WORK INSTRUCTION -
When you answer, restate the entries below without altering anything.

↓↓↓

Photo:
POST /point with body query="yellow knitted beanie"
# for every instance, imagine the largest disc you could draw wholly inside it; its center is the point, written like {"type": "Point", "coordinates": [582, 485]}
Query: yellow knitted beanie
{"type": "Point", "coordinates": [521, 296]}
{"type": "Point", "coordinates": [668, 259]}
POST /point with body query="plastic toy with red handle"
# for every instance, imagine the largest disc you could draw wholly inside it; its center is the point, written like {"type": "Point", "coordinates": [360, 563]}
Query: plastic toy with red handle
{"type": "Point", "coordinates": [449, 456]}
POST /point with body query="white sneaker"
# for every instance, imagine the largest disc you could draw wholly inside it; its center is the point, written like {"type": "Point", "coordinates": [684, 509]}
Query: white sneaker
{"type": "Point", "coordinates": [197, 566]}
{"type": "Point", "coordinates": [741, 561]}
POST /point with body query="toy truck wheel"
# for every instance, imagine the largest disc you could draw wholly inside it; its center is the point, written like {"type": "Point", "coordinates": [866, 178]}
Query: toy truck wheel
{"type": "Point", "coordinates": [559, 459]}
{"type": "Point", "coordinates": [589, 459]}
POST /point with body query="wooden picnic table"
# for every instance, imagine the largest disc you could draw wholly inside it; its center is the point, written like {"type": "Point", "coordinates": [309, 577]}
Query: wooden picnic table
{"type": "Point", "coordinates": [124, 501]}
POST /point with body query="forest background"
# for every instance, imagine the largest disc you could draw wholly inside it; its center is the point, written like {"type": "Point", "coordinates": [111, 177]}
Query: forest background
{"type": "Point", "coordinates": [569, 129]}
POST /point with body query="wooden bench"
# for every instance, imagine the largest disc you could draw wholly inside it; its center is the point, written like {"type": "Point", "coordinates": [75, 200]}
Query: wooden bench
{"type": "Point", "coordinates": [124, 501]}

↑↑↑

RESPONSE TO THE TASK -
Photo:
POST /point with body query="yellow knitted beanie"
# for every instance, imagine the largest disc you could draw wholly inside it; its center is the point, written like {"type": "Point", "coordinates": [582, 485]}
Query: yellow knitted beanie
{"type": "Point", "coordinates": [521, 296]}
{"type": "Point", "coordinates": [668, 259]}
POST /point with body query="plastic toy with red handle"
# for every instance, imagine the largest disc you could draw wholly inside it; its center is the point, written like {"type": "Point", "coordinates": [360, 563]}
Query: plastic toy with red handle
{"type": "Point", "coordinates": [449, 456]}
POST /point with body query="white sneaker"
# for every instance, imagine the largest disc you could draw wholly inside it; its center is the point, written like {"type": "Point", "coordinates": [684, 509]}
Query: white sneaker
{"type": "Point", "coordinates": [197, 566]}
{"type": "Point", "coordinates": [741, 561]}
POST /point with body query="toy truck wheel"
# for every instance, imagine the largest disc you could draw wholly inside it; its center is the point, written like {"type": "Point", "coordinates": [866, 178]}
Query: toy truck wheel
{"type": "Point", "coordinates": [559, 459]}
{"type": "Point", "coordinates": [589, 459]}
POST /point with body query="wooden picnic table"
# for every instance, imagine the largest disc you could draw wholly inside it; its center is the point, written like {"type": "Point", "coordinates": [309, 577]}
Query: wooden picnic table
{"type": "Point", "coordinates": [124, 501]}
POST /point with body query="forest background"
# for every instance, imagine the largest disc you could draw wholly inside it; its center is the point, written like {"type": "Point", "coordinates": [111, 177]}
Query: forest background
{"type": "Point", "coordinates": [569, 129]}
POST /point with body query="wooden bench"
# for every instance, imagine the largest disc you could draw wholly inside it; its center is the point, written like {"type": "Point", "coordinates": [75, 200]}
Query: wooden bench
{"type": "Point", "coordinates": [124, 501]}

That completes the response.